[YOUR GOAL]
Put the data into a Markdown table, starting at its first line and ending at the line that contains "pixel 314 361". Use the columns Row and Line, give each row a number, and leave out any blank lines.

[RECORDS SHOWN]
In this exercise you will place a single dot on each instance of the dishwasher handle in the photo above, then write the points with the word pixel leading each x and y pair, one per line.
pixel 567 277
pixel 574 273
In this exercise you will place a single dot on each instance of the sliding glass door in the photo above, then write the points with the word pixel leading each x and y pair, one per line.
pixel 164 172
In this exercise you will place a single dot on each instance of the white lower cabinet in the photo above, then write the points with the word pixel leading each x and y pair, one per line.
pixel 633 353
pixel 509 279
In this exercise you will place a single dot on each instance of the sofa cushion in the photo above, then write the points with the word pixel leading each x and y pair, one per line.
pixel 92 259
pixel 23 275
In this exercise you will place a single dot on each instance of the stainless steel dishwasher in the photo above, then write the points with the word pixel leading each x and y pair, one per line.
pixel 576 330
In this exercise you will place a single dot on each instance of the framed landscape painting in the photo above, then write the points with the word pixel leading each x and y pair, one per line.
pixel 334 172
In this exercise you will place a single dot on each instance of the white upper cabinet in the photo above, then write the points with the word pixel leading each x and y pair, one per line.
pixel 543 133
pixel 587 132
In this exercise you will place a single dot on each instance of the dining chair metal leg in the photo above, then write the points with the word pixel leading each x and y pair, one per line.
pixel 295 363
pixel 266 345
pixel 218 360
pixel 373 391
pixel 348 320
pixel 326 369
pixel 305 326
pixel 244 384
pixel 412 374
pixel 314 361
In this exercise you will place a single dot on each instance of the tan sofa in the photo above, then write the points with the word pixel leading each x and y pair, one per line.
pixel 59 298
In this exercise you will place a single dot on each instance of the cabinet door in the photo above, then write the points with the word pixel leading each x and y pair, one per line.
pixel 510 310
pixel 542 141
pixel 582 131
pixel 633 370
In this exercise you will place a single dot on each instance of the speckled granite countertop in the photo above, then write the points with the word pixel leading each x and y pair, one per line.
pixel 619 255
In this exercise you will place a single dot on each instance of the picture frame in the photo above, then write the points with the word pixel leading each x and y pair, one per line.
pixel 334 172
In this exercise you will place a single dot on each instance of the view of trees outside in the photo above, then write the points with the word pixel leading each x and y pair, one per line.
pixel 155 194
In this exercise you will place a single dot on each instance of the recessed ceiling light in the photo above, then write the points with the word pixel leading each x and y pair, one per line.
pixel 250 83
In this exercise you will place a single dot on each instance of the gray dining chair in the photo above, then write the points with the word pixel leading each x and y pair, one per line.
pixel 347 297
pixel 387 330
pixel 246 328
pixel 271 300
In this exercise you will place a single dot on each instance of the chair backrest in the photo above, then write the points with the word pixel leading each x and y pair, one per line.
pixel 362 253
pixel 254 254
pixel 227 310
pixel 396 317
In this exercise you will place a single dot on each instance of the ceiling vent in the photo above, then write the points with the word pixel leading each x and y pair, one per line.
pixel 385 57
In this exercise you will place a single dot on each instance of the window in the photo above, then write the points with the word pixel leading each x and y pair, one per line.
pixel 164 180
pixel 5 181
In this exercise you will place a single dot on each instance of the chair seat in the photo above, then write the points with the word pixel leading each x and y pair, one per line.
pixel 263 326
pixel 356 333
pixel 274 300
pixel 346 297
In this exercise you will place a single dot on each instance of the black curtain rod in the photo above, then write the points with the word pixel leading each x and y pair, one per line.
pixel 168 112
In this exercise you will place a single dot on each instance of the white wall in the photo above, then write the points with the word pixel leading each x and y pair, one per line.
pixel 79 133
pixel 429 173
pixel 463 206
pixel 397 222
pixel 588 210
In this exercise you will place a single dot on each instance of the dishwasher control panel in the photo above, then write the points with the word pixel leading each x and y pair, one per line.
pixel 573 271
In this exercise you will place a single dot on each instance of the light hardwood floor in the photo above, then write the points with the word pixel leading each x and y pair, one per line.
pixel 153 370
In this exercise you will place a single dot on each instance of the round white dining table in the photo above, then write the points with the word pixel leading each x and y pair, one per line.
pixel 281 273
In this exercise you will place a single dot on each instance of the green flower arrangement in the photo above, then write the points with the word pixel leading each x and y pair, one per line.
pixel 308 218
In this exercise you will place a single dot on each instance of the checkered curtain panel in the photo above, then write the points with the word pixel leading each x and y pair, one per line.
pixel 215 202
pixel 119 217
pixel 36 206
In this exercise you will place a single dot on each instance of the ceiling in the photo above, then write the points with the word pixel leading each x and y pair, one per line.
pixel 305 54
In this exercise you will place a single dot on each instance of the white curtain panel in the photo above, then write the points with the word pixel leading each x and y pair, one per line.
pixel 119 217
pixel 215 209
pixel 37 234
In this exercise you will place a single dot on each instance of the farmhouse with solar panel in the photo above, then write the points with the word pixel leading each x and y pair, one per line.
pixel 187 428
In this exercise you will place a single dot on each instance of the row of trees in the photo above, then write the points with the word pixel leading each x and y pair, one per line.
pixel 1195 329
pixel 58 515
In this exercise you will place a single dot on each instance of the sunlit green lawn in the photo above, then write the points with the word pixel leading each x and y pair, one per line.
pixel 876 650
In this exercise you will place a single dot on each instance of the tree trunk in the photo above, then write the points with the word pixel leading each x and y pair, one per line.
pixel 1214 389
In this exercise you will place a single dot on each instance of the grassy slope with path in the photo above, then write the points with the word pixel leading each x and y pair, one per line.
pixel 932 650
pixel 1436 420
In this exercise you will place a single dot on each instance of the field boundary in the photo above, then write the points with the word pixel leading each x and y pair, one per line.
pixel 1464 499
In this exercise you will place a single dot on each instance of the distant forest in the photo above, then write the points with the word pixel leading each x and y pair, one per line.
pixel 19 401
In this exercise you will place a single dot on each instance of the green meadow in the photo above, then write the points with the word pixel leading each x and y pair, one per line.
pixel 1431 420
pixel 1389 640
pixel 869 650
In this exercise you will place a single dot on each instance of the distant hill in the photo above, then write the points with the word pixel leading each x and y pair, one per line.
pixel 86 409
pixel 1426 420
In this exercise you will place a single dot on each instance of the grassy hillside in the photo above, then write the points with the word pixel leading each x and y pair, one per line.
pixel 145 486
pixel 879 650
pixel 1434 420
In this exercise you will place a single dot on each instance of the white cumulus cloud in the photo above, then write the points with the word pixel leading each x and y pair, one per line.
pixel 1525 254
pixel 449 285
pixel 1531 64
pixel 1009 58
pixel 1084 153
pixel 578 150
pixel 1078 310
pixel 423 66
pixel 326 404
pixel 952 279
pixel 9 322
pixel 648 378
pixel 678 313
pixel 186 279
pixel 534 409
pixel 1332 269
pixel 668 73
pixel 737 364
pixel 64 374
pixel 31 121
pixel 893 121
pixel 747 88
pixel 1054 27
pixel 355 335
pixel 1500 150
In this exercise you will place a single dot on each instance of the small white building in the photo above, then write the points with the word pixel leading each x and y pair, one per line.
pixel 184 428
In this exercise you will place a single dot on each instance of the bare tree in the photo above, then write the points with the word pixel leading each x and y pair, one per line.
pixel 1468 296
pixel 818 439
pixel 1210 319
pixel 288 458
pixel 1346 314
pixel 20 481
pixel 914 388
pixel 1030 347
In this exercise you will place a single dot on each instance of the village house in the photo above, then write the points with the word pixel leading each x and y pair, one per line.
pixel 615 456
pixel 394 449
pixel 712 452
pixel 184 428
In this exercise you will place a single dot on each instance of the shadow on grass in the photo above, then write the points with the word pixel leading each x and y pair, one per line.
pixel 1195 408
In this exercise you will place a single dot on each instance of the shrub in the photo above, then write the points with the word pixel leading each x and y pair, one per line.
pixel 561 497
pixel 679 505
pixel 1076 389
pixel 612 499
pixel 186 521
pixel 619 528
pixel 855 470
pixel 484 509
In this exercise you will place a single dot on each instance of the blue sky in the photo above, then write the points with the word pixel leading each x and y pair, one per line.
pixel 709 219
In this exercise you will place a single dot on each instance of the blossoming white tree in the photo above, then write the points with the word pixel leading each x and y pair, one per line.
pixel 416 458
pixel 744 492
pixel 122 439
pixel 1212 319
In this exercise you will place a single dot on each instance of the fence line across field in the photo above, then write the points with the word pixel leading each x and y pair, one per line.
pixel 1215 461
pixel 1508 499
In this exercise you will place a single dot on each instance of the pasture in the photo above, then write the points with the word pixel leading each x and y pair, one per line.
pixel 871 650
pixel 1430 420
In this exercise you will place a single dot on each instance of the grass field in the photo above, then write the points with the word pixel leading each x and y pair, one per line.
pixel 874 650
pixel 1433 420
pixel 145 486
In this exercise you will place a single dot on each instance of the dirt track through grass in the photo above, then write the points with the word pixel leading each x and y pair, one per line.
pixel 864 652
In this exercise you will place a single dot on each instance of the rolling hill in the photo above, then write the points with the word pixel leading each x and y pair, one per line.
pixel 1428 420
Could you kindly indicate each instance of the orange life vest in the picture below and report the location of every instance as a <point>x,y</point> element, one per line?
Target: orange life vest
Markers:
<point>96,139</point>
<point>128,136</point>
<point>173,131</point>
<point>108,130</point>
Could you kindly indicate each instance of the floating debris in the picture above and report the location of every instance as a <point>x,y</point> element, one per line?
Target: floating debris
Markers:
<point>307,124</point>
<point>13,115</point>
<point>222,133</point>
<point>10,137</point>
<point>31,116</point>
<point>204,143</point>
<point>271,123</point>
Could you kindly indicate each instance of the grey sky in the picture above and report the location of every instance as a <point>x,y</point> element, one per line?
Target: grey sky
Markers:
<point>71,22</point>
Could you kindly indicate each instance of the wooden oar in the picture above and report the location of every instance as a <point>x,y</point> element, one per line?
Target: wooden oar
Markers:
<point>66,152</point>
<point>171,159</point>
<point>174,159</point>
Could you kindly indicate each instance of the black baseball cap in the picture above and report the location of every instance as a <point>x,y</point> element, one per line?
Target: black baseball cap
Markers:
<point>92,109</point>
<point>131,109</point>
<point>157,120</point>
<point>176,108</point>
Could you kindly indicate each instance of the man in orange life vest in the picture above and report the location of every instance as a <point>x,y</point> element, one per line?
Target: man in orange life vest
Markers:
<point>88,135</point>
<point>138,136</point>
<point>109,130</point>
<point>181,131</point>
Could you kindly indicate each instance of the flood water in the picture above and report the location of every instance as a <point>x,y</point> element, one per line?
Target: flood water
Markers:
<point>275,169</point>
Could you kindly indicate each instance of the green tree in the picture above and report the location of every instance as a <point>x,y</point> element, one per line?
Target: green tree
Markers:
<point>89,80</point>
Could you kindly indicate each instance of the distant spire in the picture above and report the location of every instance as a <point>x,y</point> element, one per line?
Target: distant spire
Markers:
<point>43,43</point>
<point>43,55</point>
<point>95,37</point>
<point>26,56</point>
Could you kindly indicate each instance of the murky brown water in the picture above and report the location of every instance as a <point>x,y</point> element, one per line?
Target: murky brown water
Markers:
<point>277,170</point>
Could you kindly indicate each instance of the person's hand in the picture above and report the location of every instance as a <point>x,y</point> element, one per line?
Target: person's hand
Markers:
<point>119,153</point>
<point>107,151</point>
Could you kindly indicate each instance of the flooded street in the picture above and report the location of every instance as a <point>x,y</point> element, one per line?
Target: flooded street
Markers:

[RESPONSE TO THE EXERCISE]
| Row | Line |
|---|---|
| 1 | In this exercise you will place a single dot on each instance of the dishwasher handle in the photo above, then write the points with the word pixel leading each x and y pair, one per line. |
| 2 | pixel 567 277 |
| 3 | pixel 574 273 |
| 4 | In this exercise you will place a single dot on each instance of the sliding glass door in the photo above, then write the points with the word pixel leading each x and y pair, one per line. |
| 5 | pixel 164 172 |
| 6 | In this exercise you will place a single dot on each instance of the white lower cabinet in the photo above, then write the points with the word pixel leading each x and y pair, one per line. |
| 7 | pixel 633 353 |
| 8 | pixel 509 279 |
| 9 | In this exercise you will place a single dot on each instance of the sofa cushion in the photo above, then write the points with the word pixel leading each x and y pair, one per line. |
| 10 | pixel 92 259 |
| 11 | pixel 23 275 |
| 12 | In this exercise you will place a single dot on each instance of the stainless steel dishwasher in the photo above, then write the points with the word pixel leading each x and y pair, one per line. |
| 13 | pixel 576 330 |
| 14 | In this exercise you will place a single dot on each instance of the framed landscape painting in the photo above, then write the points with the word pixel leading each x and y pair, one per line. |
| 15 | pixel 334 172 |
| 16 | In this exercise you will place a single dot on each instance of the white upper cabinet in the photo above, then write the points with the word pixel leading each x and y pair, one per line. |
| 17 | pixel 543 133 |
| 18 | pixel 587 132 |
| 19 | In this exercise you will place a single dot on each instance of the dining chair metal leg in the photo above, then write the points with the word pixel leading each x and y pair, one per line. |
| 20 | pixel 295 363 |
| 21 | pixel 266 345 |
| 22 | pixel 218 360 |
| 23 | pixel 373 391 |
| 24 | pixel 348 320 |
| 25 | pixel 326 369 |
| 26 | pixel 305 326 |
| 27 | pixel 244 384 |
| 28 | pixel 412 374 |
| 29 | pixel 314 361 |